===== ЦИТИРУЕМЫЙ ОТРЫВОК
Но силы нужны и отвага

 Сидеть под таким сквозняком!

 И вся-то защита — бумага

 Да лампа за тесным столом…

 

* * *

 И голый ужас, без одежд,

 Сдавив, лишил меня движений.

 Я падал в пропасть без надежд,

 Без звезд и тайных утешений.

 

 И в целом стоге под рукой,

 Хоть всей спиной к нему прижаться,

 Соломки не было такой,

 Чтоб, ухватившись, удержаться!

 

 Кушнер предлагает свой способ спастись, удержаться над бездной:

 

 Друзья мои, держитесь за перила,

 За этот куст, за живопись, за строчку,

 За лучшее, что с нами в жизни было,

 За сбивчивость беды и проволочку.

 

Вещи —  вроде той самой соломки, за которую мы пытаемся ухватиться в этой неустойчивости, непрочности бытия. Об этом пишет и Лариса Миллер: 

 

 Но в хаосе надо за что-то держаться,

 А пальцы устали и могут разжаться.

 Держаться бы надо за вехи земные,

 Которых не смыли дожди проливные,

 За ежесекундный простой распорядок

 С настольною лампой за кипой тетрадок,

 С часами на стенке, поющими звонко,

 За старое фото и руку ребенка.

 

 Кушнер действительно поэт дома, но дома, стоящего на краю пропасти, о которой не забывает, даже занимаясь самыми обыденными делами. И неизвестно в чем больше мужества — в том, чтобы напряженно и обреченно вглядываться в бездонную мглу, или в том, чтобы, невзирая на нее, уметь радоваться простым вещам:

 

 За дачным столиком, за столиком дощатым,

 В саду за столиком, за вкопанным, сырым,

 За ветхим столиком я столько раз объятым

 Был светом солнечным, вечерним и дневным!

 

 В саду за столиком… А дело в том, что слишком

 Душа привязчива… И ей в щелях стола

 Все иглы дороги, и льнет к сосновым шишкам,

 И склонна все отдать за толику тепла.

 

Теперь он не просто пытается выкроить радость из материи жизни, но прикоснуться к ее тайнам, чем бы они ни грозили — бедой ли, опасностью.

 

 Имел я, помнится, внимание к вещам…

 Все это схлынуло. Стакан, графин с водой

 Жизнь отодвинула как бы одной рукой.

 

 «И разговор у нас совсем иной пошел». То есть о более глубоких слоях жизни.
==========
===== ЗАПИСАННЫЕ ДАННЫЕ
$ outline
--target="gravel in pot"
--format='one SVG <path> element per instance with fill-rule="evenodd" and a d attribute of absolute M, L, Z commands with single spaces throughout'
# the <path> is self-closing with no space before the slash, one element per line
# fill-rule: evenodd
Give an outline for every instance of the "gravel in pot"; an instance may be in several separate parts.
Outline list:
==========
• **ПИСЬМЕННОЕ ЗАДАНИЕ A**:
Кто, согласно тексту о поэзии Кушнера, тоже пишет о вещах как о соломке, за которую мы пытаемся ухватиться?
• **ПИСЬМЕННОЕ ЗАДАНИЕ B**:
Приведите часть текста о поэзии Кушнера от слов «Теперь он не» до слов «глубоких слоях жизни.», заменив в ней «графин» на «кувшин».
Отвечайте, опираясь только на текст.

• **ПОЛНЫЙ ОТВЕТ A**:
Лариса Миллер.

• **ПОЛНЫЙ ОТВЕТ B**:
Теперь он не просто пытается выкроить радость из материи жизни, но прикоснуться к ее тайнам, чем бы они ни грозили — бедой ли, опасностью.

 

 Имел я, помнится, внимание к вещам…

 Все это схлынуло. Стакан, кувшин с водой

 Жизнь отодвинула как бы одной рукой.

 

 «И разговор у нас совсем иной пошел». То есть о более глубоких слоях жизни.